[BEGIN Materials provided]

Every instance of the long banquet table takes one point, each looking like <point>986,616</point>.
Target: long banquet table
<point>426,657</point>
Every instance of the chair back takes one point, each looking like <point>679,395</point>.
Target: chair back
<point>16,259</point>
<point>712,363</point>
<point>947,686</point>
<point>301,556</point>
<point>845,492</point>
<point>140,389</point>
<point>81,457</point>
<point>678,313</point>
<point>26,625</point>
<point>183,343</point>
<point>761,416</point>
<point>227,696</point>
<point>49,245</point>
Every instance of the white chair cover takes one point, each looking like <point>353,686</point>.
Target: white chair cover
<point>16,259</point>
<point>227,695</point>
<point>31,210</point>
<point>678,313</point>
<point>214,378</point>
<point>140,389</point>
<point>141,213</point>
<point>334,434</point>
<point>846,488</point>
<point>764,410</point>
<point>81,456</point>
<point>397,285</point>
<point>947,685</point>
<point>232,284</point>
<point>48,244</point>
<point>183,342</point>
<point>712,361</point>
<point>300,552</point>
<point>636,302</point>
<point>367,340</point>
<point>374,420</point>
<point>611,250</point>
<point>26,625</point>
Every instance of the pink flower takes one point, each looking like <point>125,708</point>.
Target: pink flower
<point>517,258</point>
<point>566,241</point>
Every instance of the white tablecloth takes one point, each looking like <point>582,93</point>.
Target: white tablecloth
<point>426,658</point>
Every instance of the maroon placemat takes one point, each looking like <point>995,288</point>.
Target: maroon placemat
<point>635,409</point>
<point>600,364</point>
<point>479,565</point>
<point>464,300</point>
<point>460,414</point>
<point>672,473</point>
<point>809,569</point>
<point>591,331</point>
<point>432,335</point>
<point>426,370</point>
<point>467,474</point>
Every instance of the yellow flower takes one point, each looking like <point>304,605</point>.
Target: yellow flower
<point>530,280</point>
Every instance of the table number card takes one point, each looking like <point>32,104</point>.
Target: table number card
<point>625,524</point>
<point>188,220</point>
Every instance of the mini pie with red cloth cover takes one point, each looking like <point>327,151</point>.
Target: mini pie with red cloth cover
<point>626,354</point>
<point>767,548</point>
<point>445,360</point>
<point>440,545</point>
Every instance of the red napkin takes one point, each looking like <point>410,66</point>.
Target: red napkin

[END Materials provided]

→ **Exercise task**
Reproduce all of the data above line for line, without altering anything.

→ **Answer for the task**
Every instance of the long banquet table takes one point, each looking like <point>986,616</point>.
Target: long banquet table
<point>426,657</point>
Every instance of the chair back takes one point, each looking like <point>679,395</point>.
Target: chair back
<point>16,259</point>
<point>712,363</point>
<point>947,686</point>
<point>301,556</point>
<point>845,492</point>
<point>140,389</point>
<point>81,457</point>
<point>678,313</point>
<point>26,625</point>
<point>183,343</point>
<point>761,416</point>
<point>227,696</point>
<point>49,245</point>
Every instance of the white chair cover takes one point, each looking like <point>353,686</point>.
Target: white chair cover
<point>16,259</point>
<point>227,695</point>
<point>31,210</point>
<point>678,313</point>
<point>214,378</point>
<point>140,389</point>
<point>141,213</point>
<point>334,434</point>
<point>846,488</point>
<point>764,410</point>
<point>81,456</point>
<point>397,285</point>
<point>947,685</point>
<point>232,284</point>
<point>48,244</point>
<point>183,342</point>
<point>712,361</point>
<point>300,552</point>
<point>636,302</point>
<point>367,340</point>
<point>374,420</point>
<point>611,250</point>
<point>26,625</point>
Every instance of the pink flower takes one point, each looking like <point>125,708</point>.
Target: pink flower
<point>517,258</point>
<point>566,241</point>
Every instance of the white tablecloth takes one point, each looking like <point>582,93</point>.
Target: white tablecloth
<point>426,658</point>
Every instance of the maroon placemat takes one point, each looking like <point>995,288</point>.
Target: maroon placemat
<point>635,409</point>
<point>600,364</point>
<point>479,565</point>
<point>464,300</point>
<point>460,414</point>
<point>672,473</point>
<point>809,569</point>
<point>591,331</point>
<point>432,335</point>
<point>426,370</point>
<point>467,474</point>
Every instance of the yellow flower takes one point, each looking like <point>304,605</point>.
Target: yellow flower
<point>530,280</point>
Every instance of the table number card takes one point, each looking like <point>32,104</point>.
Target: table number card
<point>625,524</point>
<point>188,220</point>
Every instance of the mini pie with red cloth cover takes one point, each looking like <point>327,151</point>.
Target: mini pie with red cloth cover
<point>626,354</point>
<point>767,548</point>
<point>445,360</point>
<point>440,545</point>
Every instance of the red napkin takes one point, each looking like <point>410,66</point>.
Target: red napkin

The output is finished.